**Set exercise**
Please continue the transcript below on solving logarithmic equations from where it stops.

Well, then what we’re gonna do is
simplify our root 27 by using one of our radical or surd rules. And that is that root 27 is same as
root nine multiplied by root three, which gives us three root three. So therefore, we can say that the
solution set for our equation is one over three root three.
So great, we’ve actually solved
this problem with an equation. So now, let’s take a look at one
that involves a quadratic.
Find the solution set of log to the
base two of 𝑥 equals log to the base four of three 𝑥 plus 28 in the set of real
numbers.
So in this problem, what we can do
is use the change of base formula. So log to the base 𝑎 of 𝑏 equals
log to the base 𝑥 of 𝑏 over log to the base 𝑥 of 𝑎. And we’re gonna use it because what
we want to do is have the right-hand side with same base as the left-hand side. So when we do that, what we’re
gonna get is log to the base two of 𝑥 equals log to the base two of three 𝑥 plus
28 over log to the base two of four.
And whenever we’re solving a
problem like this, what we do look out for is where we could actually have something
where we’ve got, for instance, log to the base two of two. So it’s the same as the form log to
the base 𝑎 of 𝑎. And in fact, we can have that here
because four is the same as two squared. So we can rewrite it as our
denominator, being log to the base two of two squared.
So now, to simplify further, what
can do is apply a couple of our log rules. First is that log to the base 𝑎 of
𝑚 to the power of 𝑛 is equal to 𝑛 log to base 𝑎 of 𝑚. And then, we’ve got log to base 𝑎
of 𝑎 equals one. So applying the first rule, we’ve
got log to the base two of 𝑥 equals log to the base two of three 𝑥 plus 28 over
two log to the base two of two. And then applying the second rule,
we can say that the denominator becomes just two because it’s two multiplied by one,
as log to the base two of two is just one.
So then, if we multiply both sides
by two, we get two log to the base two of 𝑥 equals log to the base two of three 𝑥
plus 28. So now what we’re gonna do is take
a look at the left-hand side and apply the converse of the first rule we looked at
for our logarithms. And when we do that, we get log to
the base two of 𝑥 squared equals log to the base two of three 𝑥 plus 28. So now what we can do is actually
equate our arguments because we have the log to the same base on either side of the
equation.
So when we do that, we now have 𝑥
squared equals three 𝑥 plus 28. So now what we can do is rearrange
to actually change this into a quadratic that’s equal to zero. So we’re gonna subtract three 𝑥
and subtract 28 from each side. So, when we do that, we get the
quadratic 𝑥 squared minus three 𝑥 minus 28 equals zero. So now, what we need to do is solve
this for 𝑥. So, if we want to solve 𝑥 squared
minus three 𝑥 minus 28 equals zero, what we’re gonna do is factor it. So, if we factor this quadratic,
we’re gonna get 𝑥 minus seven multiplied by 𝑥 plus four equals zero. So therefore, we get 𝑥 is equal to
seven or negative four.

**Recorded information**

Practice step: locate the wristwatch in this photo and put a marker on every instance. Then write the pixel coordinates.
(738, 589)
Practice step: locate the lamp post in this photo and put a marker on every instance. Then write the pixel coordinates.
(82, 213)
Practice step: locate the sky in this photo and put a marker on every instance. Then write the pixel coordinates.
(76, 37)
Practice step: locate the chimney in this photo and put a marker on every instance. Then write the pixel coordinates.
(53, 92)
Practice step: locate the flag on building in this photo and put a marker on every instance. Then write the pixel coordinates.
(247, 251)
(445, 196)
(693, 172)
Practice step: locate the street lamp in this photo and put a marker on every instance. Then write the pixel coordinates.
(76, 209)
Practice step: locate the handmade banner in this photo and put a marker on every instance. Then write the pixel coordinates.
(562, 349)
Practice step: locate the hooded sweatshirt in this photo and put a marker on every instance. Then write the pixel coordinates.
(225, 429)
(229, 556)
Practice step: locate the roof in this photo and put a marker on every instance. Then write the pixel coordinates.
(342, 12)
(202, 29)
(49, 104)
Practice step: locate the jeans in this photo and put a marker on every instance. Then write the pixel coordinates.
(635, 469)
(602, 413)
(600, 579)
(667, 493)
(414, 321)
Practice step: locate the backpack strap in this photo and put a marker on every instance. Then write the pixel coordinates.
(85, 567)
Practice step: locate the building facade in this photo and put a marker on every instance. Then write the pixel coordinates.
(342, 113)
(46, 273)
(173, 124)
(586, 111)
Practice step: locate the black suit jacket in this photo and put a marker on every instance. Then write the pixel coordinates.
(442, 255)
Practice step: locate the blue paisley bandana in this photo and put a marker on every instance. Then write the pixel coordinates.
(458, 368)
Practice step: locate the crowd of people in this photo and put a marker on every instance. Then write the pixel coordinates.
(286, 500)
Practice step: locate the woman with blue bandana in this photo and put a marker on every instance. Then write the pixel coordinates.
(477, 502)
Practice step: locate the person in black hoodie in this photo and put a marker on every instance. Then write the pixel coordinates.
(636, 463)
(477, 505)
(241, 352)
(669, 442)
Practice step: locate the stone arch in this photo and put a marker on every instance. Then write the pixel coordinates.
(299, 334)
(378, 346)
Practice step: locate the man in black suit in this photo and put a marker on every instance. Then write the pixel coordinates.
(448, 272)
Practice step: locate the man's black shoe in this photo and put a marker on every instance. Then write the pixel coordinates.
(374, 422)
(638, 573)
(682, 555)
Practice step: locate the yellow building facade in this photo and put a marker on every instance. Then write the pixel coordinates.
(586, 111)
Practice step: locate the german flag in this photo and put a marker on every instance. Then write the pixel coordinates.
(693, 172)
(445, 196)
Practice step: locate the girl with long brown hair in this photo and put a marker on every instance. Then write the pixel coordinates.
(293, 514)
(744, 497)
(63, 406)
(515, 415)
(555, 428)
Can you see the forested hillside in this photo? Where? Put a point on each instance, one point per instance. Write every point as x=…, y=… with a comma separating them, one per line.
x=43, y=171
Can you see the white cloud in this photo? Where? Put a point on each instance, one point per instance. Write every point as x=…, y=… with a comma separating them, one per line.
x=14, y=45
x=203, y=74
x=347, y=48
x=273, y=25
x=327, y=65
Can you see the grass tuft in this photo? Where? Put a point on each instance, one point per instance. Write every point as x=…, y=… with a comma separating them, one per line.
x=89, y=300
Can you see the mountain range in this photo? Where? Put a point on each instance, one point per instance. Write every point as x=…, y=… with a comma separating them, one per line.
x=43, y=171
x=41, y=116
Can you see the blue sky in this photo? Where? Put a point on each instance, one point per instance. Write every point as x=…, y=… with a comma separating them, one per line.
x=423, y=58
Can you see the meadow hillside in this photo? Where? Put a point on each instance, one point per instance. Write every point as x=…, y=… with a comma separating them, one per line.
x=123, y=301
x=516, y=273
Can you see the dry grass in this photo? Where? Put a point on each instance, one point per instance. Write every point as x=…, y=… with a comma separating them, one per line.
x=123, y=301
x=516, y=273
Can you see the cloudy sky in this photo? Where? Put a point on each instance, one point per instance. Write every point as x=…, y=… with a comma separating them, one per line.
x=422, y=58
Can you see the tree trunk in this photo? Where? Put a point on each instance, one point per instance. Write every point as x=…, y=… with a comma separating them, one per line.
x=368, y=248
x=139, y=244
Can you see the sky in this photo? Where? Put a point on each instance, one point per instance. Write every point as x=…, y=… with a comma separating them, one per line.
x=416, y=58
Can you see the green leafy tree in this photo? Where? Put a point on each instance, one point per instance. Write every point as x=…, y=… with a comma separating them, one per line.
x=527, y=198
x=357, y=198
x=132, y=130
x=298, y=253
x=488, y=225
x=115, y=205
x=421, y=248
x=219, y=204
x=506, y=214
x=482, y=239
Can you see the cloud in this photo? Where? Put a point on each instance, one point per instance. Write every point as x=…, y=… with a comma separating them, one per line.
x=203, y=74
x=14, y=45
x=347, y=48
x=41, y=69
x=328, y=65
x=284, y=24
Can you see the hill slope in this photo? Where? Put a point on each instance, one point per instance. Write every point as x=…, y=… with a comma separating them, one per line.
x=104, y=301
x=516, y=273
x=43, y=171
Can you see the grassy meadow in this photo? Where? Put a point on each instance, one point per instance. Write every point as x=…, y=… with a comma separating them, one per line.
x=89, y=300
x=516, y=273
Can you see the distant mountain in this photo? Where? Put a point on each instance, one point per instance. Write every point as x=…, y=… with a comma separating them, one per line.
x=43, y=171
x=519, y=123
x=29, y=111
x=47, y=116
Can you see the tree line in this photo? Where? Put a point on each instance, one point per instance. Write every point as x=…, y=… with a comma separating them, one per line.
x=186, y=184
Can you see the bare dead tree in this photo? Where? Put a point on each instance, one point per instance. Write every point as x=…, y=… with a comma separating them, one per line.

**Answer**
So our solution set then is gonna
be seven or negative four, isn’t it? Well, no because 𝑥 cannot be one
of our values. The value it can’t be is negative
four. And that’s because we know that if
we take a look back at our equation, 𝑥 is the argument of the left-hand side. And we know that the argument must
be positive and not equal to one. So therefore, the solution set of
our equation is just seven.
Okay, so there we solved a problem
with quadratic. What we’re gonna do now is move on
to a problem where, in fact, we’re gonna have more than one result in our set.
Solve log to the base two of log to
the base three of 𝑥 squared minus eight 𝑥 equals one where 𝑥 is in the set of
real numbers.
So the first thing we can do with
this problem is make sure that we’ve got a log to the same base on each side of the
equation. And we can do that by applying one
of our log rules. And that is that log to the base 𝑎
of 𝑎 equals one. So, therefore, we can say that log
to the base two of log to the base three of 𝑥 squared minus eight 𝑥 equals log to
base two of two because, as we said, one is just the same as log to the base two of
two.
So now the reason we’ve done this
is because what we’ve got is log to the same base on the left- and right-hand
sides. So, what we can do is equate our
arguments. So, we can say that log to the base
three of 𝑥 squared minus eight 𝑥 is equal to two. So now, to solve for 𝑥, what we
can do first is actually rearrange from logarithmic to exponent form. So if we have log to the base 𝑎 of
𝑏 equals 𝑥, then we say that 𝑎 to the power of 𝑥 is gonna be equal to 𝑏.
So therefore, if we identify our
𝑎, 𝑏, and 𝑥, well then we can rewrite our equation as three squared equals 𝑥
squared minus eight 𝑥, which is gonna give us nine equals 𝑥 squared minus eight
𝑥. So then, what we’re gonna do is
subtract nine from each side of the equation. So, we get zero equals 𝑥 squared
minus eight 𝑥 minus nine. So now what we need to do is solve
this quadratic.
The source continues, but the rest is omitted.